課題 1: 後に示す柿畑に関する文章のうち、「多分甘柿にもこんな畑があった」を含む箇所から始め、「に食べられていくと思います。」の直後で終わる部分を、一字一句違えずに書き写してください。

選定テキスト:
--*--
あた子の柿畑日記

田舎での日々の生活と趣味のレザークラフトについて

とりのこされた柿

2020-01-18 09:15:45 | お出かけ
青空に柿の朱が映えてきれいです。
 
向こうに鈴なりになっているのは?
 
 
そう、この畑だけ収穫されずに残っているのです。
 
 
多分摘果もされなかったのでしょう。びっしりと実がついています。
 
収穫を終え枝ばかりになって寒々とした柿畑が広がる中、こんな畑が所々で見られます。
 
 
 
多分甘柿にもこんな畑があったのでしょうが、それは早々と鳥が食べてしまって、渋柿だけが残っているのです。あちこち探せば、鳥が食べてしまった甘柿(富有柿)の畑も見つかりますが・・・
 どうやって見つけるかって?
 鳥が食べた木は、柿のへたが枝に残っているのです。人が収穫したのは、すっきりときれいな姿です。
 渋柿は、もっともっと赤くなって柔らかく熟したら、徐々に食べられていくと思います。
--*--
データ行:
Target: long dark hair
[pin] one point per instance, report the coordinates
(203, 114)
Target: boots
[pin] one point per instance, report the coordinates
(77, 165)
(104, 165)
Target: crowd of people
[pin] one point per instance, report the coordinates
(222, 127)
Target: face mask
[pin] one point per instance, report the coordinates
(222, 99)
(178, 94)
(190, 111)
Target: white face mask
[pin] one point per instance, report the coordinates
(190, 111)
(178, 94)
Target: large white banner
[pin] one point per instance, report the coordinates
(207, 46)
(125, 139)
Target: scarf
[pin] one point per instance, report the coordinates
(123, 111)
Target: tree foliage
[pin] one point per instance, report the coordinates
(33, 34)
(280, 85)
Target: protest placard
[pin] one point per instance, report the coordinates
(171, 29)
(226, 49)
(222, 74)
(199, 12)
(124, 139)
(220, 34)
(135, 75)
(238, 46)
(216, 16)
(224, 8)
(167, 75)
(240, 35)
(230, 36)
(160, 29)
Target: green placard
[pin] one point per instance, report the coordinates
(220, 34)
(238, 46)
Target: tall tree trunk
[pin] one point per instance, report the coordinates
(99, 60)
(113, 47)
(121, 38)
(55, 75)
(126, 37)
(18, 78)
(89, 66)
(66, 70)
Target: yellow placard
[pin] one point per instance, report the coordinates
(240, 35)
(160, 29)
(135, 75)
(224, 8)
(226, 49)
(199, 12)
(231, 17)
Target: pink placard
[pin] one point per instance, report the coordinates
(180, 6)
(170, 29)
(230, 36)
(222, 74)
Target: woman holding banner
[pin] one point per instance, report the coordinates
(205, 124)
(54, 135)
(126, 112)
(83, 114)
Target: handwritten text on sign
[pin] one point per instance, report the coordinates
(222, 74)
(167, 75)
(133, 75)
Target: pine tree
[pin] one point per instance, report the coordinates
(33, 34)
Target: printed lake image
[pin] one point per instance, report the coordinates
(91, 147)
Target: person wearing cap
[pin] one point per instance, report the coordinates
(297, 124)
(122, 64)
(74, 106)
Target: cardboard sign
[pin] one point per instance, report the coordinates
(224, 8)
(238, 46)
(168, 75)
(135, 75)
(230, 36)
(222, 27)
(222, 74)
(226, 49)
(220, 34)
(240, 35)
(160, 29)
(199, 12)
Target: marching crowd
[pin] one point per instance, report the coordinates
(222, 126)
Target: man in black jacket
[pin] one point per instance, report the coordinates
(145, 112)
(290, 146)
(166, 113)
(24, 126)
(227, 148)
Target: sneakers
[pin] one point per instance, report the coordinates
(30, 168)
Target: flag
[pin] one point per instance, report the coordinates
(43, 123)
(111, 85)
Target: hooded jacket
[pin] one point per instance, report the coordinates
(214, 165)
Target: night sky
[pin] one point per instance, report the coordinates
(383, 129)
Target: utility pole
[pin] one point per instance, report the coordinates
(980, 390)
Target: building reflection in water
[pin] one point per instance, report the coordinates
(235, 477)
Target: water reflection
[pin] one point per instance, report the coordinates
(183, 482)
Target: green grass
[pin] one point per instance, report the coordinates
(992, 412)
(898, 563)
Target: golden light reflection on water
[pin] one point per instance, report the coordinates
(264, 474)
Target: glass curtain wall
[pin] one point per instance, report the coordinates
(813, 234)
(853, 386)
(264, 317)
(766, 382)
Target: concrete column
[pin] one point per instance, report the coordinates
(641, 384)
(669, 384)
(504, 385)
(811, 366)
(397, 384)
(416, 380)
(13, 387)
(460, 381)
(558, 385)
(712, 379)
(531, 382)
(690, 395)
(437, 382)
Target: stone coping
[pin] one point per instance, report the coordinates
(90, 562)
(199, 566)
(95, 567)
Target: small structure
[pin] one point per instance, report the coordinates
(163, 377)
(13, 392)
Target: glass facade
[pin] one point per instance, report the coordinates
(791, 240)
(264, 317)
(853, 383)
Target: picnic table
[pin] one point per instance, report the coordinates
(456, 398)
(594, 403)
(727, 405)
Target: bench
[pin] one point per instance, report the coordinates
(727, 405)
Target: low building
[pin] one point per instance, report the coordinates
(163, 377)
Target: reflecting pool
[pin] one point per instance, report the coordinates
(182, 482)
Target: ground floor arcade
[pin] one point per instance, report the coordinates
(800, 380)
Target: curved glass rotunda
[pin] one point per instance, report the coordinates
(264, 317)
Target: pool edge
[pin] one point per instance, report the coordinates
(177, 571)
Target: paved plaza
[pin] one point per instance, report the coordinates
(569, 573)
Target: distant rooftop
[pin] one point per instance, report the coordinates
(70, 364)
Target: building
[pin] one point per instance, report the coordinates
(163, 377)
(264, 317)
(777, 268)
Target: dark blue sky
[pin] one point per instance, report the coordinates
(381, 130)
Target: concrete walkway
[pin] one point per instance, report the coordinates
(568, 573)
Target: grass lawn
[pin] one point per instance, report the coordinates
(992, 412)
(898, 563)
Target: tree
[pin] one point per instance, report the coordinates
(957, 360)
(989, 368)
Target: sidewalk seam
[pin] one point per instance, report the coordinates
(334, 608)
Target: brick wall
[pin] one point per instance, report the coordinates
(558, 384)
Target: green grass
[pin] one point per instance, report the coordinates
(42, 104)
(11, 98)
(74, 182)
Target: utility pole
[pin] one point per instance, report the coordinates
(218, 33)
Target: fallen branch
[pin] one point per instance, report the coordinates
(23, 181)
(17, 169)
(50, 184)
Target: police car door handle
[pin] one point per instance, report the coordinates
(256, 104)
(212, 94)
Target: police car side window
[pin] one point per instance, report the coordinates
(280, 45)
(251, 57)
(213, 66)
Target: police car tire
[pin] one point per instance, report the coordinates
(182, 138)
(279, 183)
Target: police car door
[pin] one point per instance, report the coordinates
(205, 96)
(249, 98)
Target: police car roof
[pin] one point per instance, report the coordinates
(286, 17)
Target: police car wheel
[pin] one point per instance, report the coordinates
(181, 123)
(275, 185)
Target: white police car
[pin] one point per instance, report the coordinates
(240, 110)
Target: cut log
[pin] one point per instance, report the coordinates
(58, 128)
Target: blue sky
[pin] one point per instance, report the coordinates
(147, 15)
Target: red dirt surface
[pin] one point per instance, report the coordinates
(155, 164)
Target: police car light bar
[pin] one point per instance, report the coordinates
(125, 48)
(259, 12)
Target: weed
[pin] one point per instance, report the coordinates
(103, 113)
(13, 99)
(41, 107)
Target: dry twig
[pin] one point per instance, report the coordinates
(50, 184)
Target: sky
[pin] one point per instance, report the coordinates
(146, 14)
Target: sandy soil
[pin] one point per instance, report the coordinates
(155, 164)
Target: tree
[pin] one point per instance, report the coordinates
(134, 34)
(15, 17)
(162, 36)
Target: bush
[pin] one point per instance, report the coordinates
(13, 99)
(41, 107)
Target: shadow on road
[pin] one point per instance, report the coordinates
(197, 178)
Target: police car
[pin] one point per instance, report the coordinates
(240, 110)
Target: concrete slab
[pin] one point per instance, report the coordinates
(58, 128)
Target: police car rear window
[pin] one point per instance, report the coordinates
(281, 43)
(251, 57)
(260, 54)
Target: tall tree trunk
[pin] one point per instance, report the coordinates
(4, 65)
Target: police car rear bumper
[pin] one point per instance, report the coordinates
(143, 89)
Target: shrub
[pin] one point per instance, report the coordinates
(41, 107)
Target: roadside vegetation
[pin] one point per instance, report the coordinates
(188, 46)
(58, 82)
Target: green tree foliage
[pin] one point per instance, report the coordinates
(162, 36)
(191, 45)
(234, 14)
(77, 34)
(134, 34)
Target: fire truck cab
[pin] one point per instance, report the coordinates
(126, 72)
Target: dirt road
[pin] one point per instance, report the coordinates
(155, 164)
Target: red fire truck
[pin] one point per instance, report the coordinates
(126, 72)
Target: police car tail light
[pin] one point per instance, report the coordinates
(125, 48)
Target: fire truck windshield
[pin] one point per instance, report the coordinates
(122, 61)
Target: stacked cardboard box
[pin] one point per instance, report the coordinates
--*--
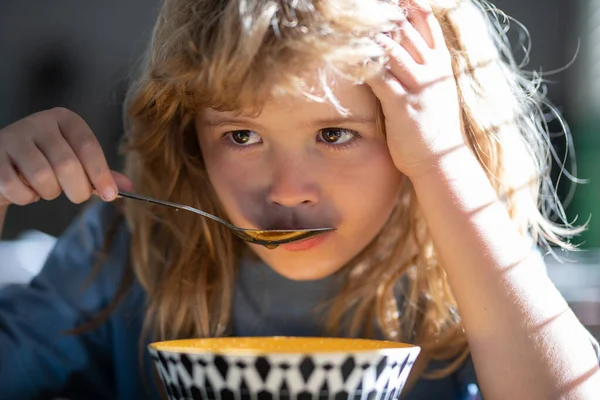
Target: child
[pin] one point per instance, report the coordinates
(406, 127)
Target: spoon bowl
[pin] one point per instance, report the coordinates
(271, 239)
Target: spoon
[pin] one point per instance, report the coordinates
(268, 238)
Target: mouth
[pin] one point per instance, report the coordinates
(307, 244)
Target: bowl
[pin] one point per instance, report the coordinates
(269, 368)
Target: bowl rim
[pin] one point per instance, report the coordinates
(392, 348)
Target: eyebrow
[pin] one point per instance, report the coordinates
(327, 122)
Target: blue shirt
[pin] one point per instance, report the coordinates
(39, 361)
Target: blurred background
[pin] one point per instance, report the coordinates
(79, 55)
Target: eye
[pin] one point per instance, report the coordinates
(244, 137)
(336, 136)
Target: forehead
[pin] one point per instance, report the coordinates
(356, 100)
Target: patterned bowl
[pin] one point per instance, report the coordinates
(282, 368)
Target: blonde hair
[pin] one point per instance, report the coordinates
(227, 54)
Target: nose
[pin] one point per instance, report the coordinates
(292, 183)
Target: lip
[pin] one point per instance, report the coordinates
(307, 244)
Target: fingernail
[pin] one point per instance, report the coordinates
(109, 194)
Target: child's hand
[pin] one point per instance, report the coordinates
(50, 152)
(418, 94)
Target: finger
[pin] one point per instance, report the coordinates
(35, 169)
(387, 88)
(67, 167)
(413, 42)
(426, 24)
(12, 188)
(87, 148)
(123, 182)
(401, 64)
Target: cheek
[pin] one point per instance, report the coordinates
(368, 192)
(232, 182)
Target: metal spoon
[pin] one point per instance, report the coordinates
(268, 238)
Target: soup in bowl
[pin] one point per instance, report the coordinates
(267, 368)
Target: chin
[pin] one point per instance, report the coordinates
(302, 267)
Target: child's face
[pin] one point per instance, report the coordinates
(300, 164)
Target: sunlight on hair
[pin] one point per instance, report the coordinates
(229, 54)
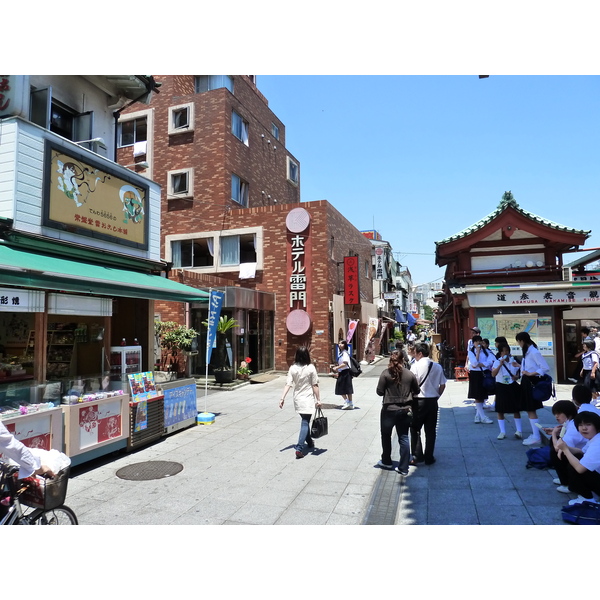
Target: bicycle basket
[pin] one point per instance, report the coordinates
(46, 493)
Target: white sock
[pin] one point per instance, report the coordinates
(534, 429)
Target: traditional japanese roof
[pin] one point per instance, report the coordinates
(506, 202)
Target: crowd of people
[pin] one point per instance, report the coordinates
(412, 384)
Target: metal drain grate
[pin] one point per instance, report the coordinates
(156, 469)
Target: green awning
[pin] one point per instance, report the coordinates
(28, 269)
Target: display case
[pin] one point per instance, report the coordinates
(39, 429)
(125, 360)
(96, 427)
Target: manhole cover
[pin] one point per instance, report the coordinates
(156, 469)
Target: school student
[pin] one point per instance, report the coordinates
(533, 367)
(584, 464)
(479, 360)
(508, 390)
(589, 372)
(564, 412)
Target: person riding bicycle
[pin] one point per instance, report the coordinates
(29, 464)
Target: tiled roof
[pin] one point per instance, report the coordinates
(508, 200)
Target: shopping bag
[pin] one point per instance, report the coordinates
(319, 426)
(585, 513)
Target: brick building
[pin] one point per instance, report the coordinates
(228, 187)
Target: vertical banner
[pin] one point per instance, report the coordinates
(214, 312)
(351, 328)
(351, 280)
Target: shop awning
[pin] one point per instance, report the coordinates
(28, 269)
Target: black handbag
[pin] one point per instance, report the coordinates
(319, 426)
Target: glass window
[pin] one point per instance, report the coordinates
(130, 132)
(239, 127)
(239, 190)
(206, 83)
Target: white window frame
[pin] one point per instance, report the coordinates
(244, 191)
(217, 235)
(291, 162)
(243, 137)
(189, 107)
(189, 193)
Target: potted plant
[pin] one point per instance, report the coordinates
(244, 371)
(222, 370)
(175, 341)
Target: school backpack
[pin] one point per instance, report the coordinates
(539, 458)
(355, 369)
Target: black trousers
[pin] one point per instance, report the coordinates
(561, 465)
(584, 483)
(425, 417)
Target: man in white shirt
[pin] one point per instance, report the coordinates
--*--
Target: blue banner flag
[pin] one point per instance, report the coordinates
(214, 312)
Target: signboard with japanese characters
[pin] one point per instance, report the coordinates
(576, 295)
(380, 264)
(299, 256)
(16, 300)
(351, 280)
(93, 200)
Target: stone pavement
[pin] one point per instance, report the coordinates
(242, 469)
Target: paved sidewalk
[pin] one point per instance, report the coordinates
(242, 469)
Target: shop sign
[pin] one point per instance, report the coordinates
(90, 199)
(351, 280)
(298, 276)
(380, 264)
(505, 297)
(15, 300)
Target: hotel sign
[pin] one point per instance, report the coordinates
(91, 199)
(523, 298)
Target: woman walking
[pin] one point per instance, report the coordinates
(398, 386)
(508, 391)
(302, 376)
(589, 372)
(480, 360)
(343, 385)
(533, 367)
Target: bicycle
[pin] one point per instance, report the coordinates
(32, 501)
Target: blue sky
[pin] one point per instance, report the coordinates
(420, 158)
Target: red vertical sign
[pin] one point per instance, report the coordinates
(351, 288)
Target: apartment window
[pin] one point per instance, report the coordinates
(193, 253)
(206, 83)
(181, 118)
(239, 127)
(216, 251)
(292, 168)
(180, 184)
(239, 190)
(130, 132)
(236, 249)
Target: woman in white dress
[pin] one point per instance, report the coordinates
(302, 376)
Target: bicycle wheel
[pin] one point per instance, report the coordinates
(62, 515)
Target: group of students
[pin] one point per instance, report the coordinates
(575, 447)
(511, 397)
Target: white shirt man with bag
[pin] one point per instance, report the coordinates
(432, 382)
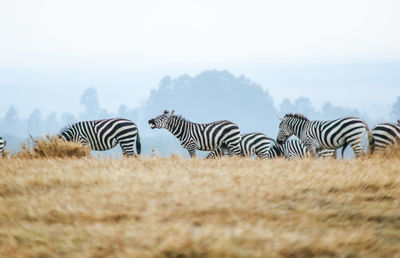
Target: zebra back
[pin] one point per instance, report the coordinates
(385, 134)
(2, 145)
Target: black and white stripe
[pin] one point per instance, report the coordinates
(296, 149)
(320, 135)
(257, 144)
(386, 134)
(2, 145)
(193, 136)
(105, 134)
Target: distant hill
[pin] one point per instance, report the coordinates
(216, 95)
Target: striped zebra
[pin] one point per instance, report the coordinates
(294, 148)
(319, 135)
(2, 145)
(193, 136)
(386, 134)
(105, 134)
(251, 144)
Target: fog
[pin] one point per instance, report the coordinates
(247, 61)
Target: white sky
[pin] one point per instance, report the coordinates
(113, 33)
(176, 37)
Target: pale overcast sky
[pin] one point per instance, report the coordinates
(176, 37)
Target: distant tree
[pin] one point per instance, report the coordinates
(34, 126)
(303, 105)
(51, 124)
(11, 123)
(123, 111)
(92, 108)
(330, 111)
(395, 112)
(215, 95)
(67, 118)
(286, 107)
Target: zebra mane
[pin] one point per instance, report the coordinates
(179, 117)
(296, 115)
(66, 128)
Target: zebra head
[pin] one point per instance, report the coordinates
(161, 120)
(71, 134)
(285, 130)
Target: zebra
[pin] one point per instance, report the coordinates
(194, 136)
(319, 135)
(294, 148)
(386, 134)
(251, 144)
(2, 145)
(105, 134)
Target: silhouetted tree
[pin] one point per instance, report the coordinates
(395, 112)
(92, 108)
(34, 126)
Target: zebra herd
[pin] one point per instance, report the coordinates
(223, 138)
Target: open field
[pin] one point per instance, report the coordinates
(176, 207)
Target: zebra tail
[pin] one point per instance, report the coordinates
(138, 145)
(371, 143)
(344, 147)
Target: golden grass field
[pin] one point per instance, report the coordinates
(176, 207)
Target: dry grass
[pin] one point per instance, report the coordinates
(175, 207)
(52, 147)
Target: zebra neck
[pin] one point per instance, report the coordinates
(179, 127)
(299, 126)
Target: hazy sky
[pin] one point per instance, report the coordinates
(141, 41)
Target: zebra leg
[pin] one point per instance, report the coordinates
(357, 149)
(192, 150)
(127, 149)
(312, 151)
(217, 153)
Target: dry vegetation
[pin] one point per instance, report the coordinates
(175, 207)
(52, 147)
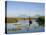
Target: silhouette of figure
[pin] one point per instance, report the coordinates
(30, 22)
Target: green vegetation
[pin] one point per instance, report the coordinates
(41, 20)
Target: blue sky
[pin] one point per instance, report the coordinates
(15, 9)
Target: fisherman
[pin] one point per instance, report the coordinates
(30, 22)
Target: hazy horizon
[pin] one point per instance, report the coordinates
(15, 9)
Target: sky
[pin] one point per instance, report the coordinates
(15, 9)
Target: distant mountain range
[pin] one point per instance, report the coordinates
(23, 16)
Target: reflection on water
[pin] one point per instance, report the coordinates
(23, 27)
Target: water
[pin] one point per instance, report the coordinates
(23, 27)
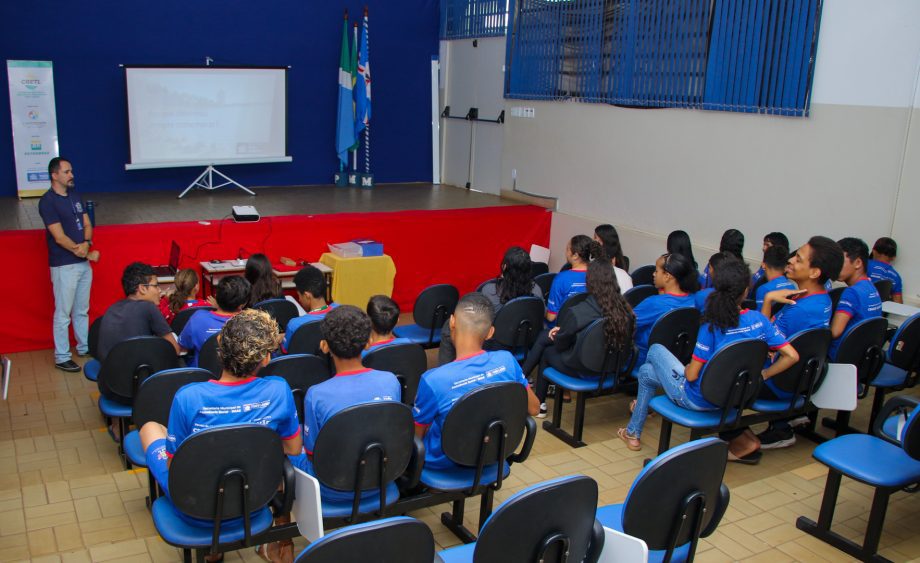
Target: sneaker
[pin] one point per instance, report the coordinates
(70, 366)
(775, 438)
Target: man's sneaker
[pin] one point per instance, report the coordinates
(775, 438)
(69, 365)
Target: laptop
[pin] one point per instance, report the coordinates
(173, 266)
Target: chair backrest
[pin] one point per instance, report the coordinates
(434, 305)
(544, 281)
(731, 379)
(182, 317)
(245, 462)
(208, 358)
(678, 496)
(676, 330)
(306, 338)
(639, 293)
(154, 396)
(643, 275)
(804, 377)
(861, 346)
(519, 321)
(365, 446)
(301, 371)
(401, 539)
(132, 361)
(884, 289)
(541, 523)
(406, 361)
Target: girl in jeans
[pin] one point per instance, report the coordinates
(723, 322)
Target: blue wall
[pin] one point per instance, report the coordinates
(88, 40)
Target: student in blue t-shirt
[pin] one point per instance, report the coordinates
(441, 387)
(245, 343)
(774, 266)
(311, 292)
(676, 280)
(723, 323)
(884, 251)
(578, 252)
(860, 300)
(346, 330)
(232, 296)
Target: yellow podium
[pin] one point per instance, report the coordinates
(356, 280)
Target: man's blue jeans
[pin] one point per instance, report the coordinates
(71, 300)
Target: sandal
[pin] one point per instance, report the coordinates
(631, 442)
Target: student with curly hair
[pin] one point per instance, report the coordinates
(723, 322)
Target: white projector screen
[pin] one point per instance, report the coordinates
--*--
課題 2: 上記の行のうち、文字列「zebra」を含む行をすべて列挙してください。大文字と小文字は区別されます。

解答例 1:
多分甘柿にもこんな畑があったのでしょうが、それは早々と鳥が食べてしまって、渋柿だけが残っているのです。あちこち探せば、鳥が食べてしまった甘柿(富有柿)の畑も見つかりますが・・・
 どうやって見つけるかって?
 鳥が食べた木は、柿のへたが枝に残っているのです。人が収穫したのは、すっきりときれいな姿です。
 渋柿は、もっともっと赤くなって柔らかく熟したら、徐々に食べられていくと思います。

解答例 2:
Target: zebra back
Target: striped zebra
Target: zebra mane
Target: zebra head
Target: zebra
Target: zebra herd
Target: zebra tail
Target: zebra neck
Target: zebra leg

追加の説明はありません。